▶ GIVEN PASSAGE:
○ ○ ○ ○ ○ ○ ○

When decisions regarding treatment are made, those decisions should come with the expectation that if the decisions are correct, the patient will respond in a certain way. Monitoring for responses that are consistent with these expectations is almost as important as the therapeutic decision itself.

Value interfaces with the market place

Value is becoming more important in functionalizing health care. Historically, personalized medicine involved taking data and treatment options and trying to tailor those to an individual patient. But what is the value generated by an individual therapeutic or therapeutic regimen over time and as delivered in different sites of care, for the patient and for the health care system as a whole? For instance, even though treatments may be approved by regulatory agencies, some specialty care or provider organizations may not justify including a drug in their treatment protocols because its price may be greater than competing treatments, while it has proven no more effective than those competing drugs. During a time of escalating health care costs, private providers are beginning to take on the task of rationing health care to restrain costs, especially if a drug has not proven its value. They maintain that there is not enough capacity in the system to support the expense associated with some drugs.

Some provider systems are taking on financial risk, transforming their traditional roles, and allocating care efficiently to specific patients based on the benefit they will realize, and the value of that benefit. Large payers and specialty distributors have established payment-focused pathways and episode-like (financially capped) approaches. Likewise, Medicare in the US is moving towards initial implementation of episode-based reimbursement, funding pilot programs through the Center for Medicare and Medicaid Innovation to accelerate supporting models, tools and ultimate adoption. All of these efforts drive a need for precision, assuring that innovations can provide significant therapeutic benefit, and avoiding those which offer no or limited incremental benefit over established therapies or generics.  

Pharma companies must focus on how value will be perceived in the market place, as a consequence of the therapeutic approach that they are taking. Doing so affords them a market opportunity. Pricing strategies for a product will be less successful if they just focus on maximizing revenue, rather than the value they are delivering, and how they are sharing in the value realized. This in turn requires being cognizant of the value that could be created by the use of alternative products -- the competition.

○ ○ ○ ○ ○ ○ ○

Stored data
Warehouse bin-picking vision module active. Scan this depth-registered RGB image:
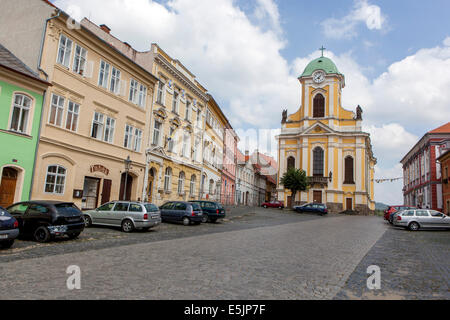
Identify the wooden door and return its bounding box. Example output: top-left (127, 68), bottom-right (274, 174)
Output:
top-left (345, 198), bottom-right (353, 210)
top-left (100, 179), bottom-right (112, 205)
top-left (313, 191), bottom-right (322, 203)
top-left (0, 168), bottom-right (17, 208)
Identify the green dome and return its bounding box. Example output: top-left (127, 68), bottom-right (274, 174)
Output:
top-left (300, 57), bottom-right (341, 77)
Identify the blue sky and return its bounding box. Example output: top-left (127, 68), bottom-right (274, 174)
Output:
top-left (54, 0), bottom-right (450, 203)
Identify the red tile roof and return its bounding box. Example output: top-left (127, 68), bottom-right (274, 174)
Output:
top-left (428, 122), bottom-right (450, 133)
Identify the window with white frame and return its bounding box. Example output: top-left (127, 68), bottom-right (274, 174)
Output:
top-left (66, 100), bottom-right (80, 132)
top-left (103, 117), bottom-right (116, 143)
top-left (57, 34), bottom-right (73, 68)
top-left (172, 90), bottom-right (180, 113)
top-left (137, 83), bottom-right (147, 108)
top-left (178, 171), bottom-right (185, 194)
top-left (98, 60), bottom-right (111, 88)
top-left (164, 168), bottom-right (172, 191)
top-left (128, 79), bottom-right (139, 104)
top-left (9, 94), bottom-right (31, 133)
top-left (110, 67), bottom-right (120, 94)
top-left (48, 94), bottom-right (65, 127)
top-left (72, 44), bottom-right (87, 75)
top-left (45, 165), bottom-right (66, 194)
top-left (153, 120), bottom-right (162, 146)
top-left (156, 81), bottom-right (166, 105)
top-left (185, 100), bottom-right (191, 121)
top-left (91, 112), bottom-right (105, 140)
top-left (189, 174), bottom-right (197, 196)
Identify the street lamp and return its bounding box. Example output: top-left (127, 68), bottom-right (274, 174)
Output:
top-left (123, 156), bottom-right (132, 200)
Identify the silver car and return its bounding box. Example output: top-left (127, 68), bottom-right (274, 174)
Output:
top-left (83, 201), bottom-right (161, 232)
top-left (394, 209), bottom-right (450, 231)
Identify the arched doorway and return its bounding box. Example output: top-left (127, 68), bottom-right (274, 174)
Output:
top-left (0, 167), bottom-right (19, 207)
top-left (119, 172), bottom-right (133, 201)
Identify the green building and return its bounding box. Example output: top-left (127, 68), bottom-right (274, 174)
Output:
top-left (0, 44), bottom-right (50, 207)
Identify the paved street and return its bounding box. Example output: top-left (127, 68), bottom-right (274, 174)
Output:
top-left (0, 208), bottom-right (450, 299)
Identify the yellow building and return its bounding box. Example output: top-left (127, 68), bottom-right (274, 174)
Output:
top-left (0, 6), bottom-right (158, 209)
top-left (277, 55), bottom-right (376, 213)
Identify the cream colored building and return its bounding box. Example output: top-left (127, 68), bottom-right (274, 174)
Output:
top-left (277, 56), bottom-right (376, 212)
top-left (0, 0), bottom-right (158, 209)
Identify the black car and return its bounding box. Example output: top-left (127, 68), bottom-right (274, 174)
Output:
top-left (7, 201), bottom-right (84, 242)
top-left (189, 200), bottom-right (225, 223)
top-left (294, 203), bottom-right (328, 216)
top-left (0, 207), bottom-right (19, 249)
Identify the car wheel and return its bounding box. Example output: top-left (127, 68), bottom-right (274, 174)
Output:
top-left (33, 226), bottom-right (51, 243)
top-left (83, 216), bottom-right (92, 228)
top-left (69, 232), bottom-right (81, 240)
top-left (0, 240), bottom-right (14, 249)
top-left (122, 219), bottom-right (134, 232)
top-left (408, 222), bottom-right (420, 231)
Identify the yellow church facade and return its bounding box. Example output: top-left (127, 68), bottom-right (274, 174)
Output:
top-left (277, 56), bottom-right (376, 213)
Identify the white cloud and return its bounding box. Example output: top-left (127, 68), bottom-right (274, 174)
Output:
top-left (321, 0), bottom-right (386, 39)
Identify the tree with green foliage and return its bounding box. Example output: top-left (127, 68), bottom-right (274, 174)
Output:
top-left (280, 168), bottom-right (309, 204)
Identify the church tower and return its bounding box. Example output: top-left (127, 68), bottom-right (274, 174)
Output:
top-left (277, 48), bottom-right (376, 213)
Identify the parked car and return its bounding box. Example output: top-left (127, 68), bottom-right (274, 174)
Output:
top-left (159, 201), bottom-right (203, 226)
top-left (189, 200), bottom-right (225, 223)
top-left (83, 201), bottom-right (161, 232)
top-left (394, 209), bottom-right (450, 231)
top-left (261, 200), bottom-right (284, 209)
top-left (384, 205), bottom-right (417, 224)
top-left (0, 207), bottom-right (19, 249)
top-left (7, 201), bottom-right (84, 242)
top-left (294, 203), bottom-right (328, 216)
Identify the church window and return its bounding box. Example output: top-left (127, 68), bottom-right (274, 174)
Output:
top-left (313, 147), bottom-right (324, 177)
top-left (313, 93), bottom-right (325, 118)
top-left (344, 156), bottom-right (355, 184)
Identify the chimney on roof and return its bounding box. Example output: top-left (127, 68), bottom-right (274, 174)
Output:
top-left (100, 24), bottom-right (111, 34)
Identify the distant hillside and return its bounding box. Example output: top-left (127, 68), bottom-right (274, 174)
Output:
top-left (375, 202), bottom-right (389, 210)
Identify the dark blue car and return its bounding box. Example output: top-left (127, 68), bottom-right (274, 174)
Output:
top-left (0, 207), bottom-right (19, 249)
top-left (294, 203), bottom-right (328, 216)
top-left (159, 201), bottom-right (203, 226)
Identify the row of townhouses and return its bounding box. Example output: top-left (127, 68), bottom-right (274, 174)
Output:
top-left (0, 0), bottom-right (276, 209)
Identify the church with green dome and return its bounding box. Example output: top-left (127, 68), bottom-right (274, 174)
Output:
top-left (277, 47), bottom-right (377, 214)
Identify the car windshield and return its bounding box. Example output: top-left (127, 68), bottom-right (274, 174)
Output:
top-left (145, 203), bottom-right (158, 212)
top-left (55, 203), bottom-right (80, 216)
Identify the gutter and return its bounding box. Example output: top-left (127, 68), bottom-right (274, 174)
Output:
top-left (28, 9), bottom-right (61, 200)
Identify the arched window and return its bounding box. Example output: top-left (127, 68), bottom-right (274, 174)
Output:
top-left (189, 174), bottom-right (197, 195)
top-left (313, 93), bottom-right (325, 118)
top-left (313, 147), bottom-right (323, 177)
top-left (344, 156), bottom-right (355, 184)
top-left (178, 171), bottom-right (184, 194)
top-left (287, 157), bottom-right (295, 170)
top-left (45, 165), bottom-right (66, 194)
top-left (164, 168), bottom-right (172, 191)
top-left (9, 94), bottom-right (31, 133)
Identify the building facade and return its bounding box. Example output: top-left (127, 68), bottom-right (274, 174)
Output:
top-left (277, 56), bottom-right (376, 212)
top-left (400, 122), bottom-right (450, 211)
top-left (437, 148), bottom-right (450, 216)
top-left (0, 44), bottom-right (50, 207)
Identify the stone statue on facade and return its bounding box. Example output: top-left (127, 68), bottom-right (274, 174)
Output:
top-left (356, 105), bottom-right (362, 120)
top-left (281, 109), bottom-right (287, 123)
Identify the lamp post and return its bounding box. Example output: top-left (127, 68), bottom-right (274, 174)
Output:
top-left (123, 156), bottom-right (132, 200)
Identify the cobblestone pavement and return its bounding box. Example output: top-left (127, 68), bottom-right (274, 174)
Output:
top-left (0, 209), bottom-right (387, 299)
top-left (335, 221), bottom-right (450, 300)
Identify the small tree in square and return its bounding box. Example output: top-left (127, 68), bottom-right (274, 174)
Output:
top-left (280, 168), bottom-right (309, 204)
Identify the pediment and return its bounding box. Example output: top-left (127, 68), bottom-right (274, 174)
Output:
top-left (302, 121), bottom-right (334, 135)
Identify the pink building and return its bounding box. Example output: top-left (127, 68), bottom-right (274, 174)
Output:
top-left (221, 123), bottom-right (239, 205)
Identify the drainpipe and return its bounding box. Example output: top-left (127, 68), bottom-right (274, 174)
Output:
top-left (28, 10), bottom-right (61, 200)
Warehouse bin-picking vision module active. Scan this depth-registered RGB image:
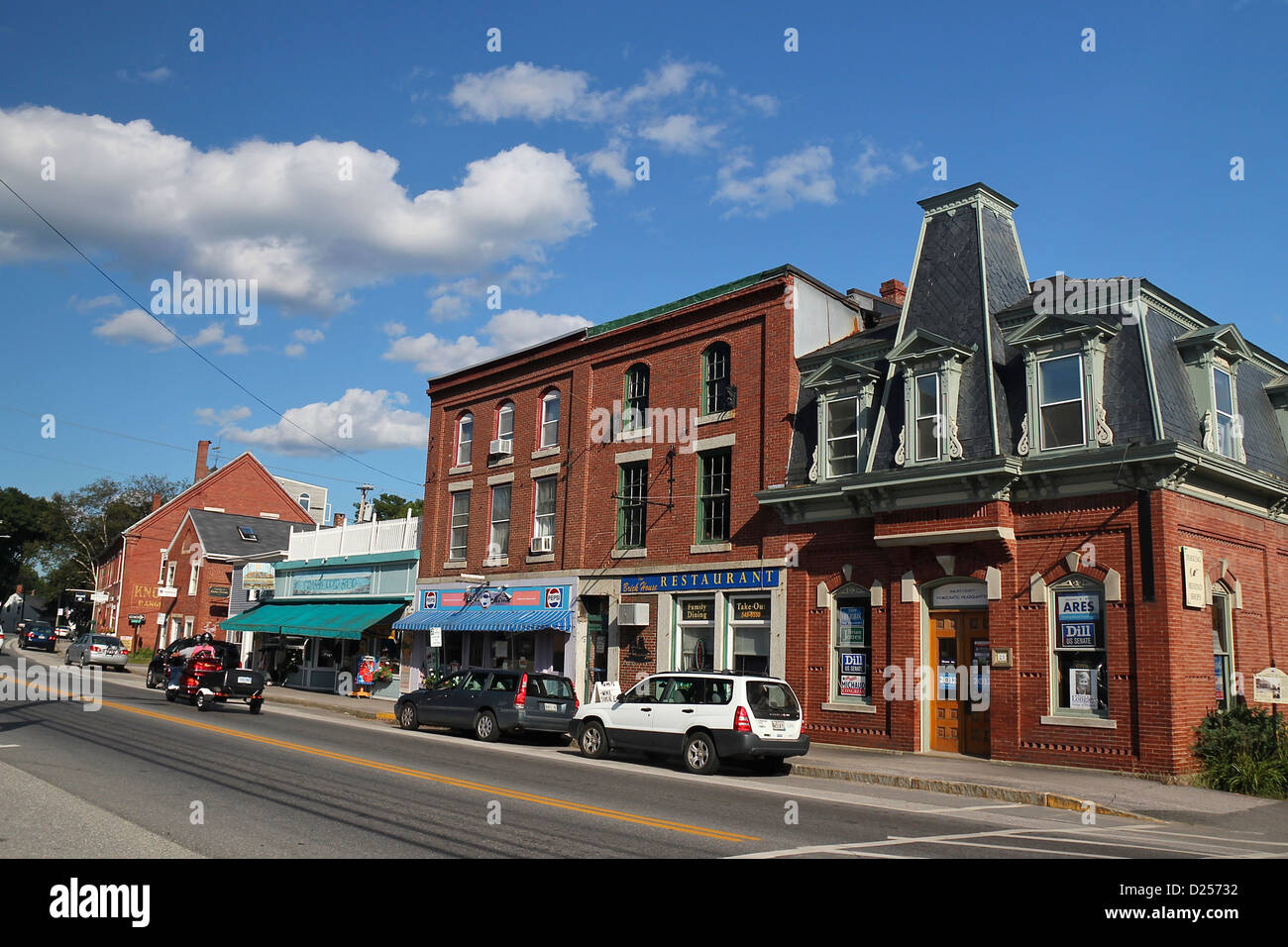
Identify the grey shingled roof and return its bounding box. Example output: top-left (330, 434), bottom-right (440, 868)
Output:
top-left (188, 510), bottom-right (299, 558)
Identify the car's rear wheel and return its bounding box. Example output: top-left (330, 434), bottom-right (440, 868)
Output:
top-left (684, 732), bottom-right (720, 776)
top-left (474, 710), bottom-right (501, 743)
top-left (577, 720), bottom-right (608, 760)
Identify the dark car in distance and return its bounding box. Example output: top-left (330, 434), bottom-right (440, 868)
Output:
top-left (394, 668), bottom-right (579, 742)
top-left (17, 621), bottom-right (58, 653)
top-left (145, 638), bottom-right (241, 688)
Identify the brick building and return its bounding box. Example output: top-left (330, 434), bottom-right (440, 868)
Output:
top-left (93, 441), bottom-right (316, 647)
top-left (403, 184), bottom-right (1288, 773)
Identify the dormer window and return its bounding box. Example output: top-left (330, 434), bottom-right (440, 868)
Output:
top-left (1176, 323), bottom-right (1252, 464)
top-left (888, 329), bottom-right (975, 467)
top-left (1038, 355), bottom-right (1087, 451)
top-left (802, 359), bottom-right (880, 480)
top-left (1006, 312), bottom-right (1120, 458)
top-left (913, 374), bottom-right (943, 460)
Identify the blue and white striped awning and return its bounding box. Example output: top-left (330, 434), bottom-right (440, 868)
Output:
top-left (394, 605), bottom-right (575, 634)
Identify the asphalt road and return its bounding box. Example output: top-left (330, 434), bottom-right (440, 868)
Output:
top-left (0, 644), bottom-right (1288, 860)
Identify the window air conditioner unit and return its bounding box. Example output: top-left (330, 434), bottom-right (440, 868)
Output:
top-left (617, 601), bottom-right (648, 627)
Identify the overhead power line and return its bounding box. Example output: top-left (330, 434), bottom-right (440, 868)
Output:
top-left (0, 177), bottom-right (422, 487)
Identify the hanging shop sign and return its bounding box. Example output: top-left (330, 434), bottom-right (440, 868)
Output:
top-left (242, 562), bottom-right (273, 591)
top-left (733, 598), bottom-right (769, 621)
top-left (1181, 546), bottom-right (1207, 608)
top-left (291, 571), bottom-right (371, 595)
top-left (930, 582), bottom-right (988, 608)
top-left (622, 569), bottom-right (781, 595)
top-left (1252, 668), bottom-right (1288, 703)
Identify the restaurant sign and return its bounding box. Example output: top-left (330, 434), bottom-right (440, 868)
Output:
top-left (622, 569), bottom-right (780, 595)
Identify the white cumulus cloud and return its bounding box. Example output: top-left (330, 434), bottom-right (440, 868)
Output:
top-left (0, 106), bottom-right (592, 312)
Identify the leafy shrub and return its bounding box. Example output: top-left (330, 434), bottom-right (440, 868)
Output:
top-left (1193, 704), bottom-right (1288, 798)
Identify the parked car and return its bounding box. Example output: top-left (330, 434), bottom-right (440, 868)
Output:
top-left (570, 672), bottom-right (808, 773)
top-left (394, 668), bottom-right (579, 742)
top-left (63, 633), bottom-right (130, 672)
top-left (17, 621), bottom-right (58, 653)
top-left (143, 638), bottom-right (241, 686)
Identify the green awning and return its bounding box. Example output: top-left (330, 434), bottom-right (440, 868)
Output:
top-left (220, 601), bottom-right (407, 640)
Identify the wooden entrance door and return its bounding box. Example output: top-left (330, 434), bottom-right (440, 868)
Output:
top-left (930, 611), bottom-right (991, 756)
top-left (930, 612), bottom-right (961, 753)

○ ○ ○ ○ ○ ○ ○

▶ GOAL OF THE EXERCISE:
Extend the passage on value in health care and pharmaceutical pricing, picking up after its final sentence.

▶ RESULT OF THIS EXERCISE:
A team effort required

Functional personalized medicine is a team sport. It brings together partners --life sciences companies, providers, pharmacies -- to assemble the data, insights, and analytics needed to achieve precision and personalization. These key partners must be integrated around new process and operating models to deliver the greatest benefit most efficiently.

For instance, provider systems have been historically disaggregated and distributed in terms of data and clinical approaches. But now, processes are enabling the integration of data and information around the patient. The most obvious example of this is the implementation of electronic medical records (EMRs) and the standardization of the EMR and data models within increasingly larger regional and national delivery systems. This information can be shared with pharmaceutical companies when focusing a therapy on a target patient population. This is an exceptional opportunity for life sciences companies to combine their deep capabilities in the science, translational clinical understanding, and clinical stratification with provider system clinical process design and risk management approaches. 

Harnessing data-based, precise, and cross-party care delivery and management processes is the basis for implementing functional personalized medicine in the real word. The current emphasis on value and benefit of new reimbursement processes furthers the need to define clinical value from personalization.